▶ [Goal of the exercise]: Write down each entry again, exactly as it reads.

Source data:
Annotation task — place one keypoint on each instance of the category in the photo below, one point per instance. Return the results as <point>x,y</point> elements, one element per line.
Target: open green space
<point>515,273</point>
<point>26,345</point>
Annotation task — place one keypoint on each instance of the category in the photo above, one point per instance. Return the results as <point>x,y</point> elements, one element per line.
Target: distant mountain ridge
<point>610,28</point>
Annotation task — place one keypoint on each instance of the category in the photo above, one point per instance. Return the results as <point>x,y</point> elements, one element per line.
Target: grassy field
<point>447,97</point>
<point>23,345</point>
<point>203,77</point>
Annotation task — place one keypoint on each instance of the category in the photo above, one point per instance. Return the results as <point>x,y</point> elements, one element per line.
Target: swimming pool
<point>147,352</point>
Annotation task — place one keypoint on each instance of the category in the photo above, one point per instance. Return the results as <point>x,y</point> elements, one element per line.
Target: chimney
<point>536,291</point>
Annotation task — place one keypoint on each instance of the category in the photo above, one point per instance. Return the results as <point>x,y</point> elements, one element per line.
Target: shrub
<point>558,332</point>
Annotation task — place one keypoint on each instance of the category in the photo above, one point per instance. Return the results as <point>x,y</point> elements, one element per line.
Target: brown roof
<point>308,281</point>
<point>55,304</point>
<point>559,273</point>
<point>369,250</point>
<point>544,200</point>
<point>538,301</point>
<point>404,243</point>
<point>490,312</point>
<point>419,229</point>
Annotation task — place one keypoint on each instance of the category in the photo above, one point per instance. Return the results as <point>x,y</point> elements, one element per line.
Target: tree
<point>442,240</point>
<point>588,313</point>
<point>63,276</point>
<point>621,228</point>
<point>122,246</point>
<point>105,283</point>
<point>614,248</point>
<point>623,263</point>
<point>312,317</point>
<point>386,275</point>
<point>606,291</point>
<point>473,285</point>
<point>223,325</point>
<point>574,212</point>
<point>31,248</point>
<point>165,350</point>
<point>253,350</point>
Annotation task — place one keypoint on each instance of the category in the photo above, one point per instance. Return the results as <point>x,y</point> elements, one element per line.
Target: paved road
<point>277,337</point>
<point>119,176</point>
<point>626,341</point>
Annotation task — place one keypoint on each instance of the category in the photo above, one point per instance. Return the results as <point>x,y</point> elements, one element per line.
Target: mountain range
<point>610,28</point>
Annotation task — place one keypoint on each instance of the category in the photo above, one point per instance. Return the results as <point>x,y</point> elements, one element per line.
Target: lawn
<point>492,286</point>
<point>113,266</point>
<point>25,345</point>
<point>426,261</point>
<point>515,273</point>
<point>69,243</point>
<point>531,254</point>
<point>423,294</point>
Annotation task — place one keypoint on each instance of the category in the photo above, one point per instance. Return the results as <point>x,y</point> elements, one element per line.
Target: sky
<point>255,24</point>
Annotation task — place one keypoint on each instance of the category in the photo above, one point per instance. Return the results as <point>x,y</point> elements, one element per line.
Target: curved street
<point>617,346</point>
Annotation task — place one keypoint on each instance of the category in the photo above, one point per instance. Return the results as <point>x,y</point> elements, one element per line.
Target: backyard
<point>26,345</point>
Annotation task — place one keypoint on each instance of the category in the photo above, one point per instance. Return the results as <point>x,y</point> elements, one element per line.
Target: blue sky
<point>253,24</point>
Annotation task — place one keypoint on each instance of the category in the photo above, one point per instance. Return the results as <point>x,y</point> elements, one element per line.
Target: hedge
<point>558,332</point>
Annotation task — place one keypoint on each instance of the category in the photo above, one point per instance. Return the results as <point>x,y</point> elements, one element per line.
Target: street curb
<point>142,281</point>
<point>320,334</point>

▶ [Task answer]:
Annotation task — place one keypoint on each instance of the category in the photo below, one point per instance. Return the results as <point>x,y</point> elements, one element per line.
Target: open green space
<point>515,273</point>
<point>26,345</point>
Annotation task — place one keypoint on each instance of the category in the photo above, one point per instance. Return the results as <point>x,y</point> elements, one element per line.
Target: distant mountain ridge
<point>610,28</point>
Annotation task — place one keypoint on each instance of the category in the photo above, one point per instance. Return the results as <point>x,y</point> elements, one element per line.
Target: grassy field
<point>447,97</point>
<point>23,345</point>
<point>203,77</point>
Annotation task — place one keypoint on each instance of the category in the photo above, one point per instance. Return the results as <point>x,y</point> elements, one element per line.
Target: swimming pool
<point>147,352</point>
Annotation task — place one keypoint on each instance of the category in the photo above, one point per instance. Return the results as <point>x,y</point> elements, one element per line.
Target: chimney
<point>536,291</point>
Annotation task — place one keypoint on each instance of the category in the photo above, one point per instance. Return the results as <point>x,y</point> elements, one element per line.
Target: shrub
<point>558,332</point>
Annotation task — place one keypoint on each instance of the category in the photo above, one point per instance. Return the results as <point>x,y</point> elements, one element per line.
Target: brown roof
<point>308,281</point>
<point>55,304</point>
<point>559,273</point>
<point>369,250</point>
<point>544,200</point>
<point>538,301</point>
<point>404,243</point>
<point>490,312</point>
<point>419,229</point>
Annotation task — place one keypoint on each instance of the category in the photo above, one point per instance. Return the results as <point>x,y</point> elements, one element per line.
Target: tree
<point>442,240</point>
<point>588,313</point>
<point>63,276</point>
<point>621,228</point>
<point>122,246</point>
<point>105,283</point>
<point>614,248</point>
<point>623,263</point>
<point>312,317</point>
<point>386,275</point>
<point>606,291</point>
<point>473,285</point>
<point>223,325</point>
<point>574,212</point>
<point>31,248</point>
<point>165,350</point>
<point>253,350</point>
Annotation task — place one keypoint on each instance of the category in the photo above, one point per instance. Return the results as <point>x,y</point> elements, one element per line.
Target: paved road
<point>277,337</point>
<point>119,176</point>
<point>626,341</point>
Annotation task — place one keypoint on each instance of the category in the photo above, one point per instance. Return the results as <point>x,y</point> elements, one element per line.
Target: mountain range
<point>610,28</point>
Annotation task — place one keypoint on each instance of the category in the photo above, one point per instance. Return the results as <point>x,y</point> elements, one element per line.
Target: lawn
<point>492,286</point>
<point>113,266</point>
<point>25,345</point>
<point>426,261</point>
<point>515,273</point>
<point>69,243</point>
<point>531,254</point>
<point>423,294</point>
Annotation task — place one keypoint on each instance of the category in the photo above, one point per instance. Return the results as <point>x,y</point> elements, one element per line.
Target: sky
<point>255,24</point>
Annotation task — place one keypoint on each instance of the category in the photo above, one point per instance. Return the results as <point>x,y</point> elements, one element per line.
Target: curved street
<point>617,346</point>
Annotation task — place one keypoint on each instance of the category in the photo above, one point per instance. Return the results as <point>x,y</point> elements, one element per line.
Target: backyard
<point>26,345</point>
Annotation task — place one keypoint on each instance of the category in the photo above, one point per instance. Return the results as <point>x,y</point> elements, one element per line.
Target: blue sky
<point>253,24</point>
Annotation task — place one keypoint on each instance of the category in the photo above, one point per instance. Return the results as <point>x,y</point> elements, one element per line.
Target: hedge
<point>558,332</point>
Annotation task — place one keypoint on each instance of the category in the photo above, one point per instance. Return the results as <point>x,y</point> elements, one element per line.
Target: street curb
<point>142,281</point>
<point>320,334</point>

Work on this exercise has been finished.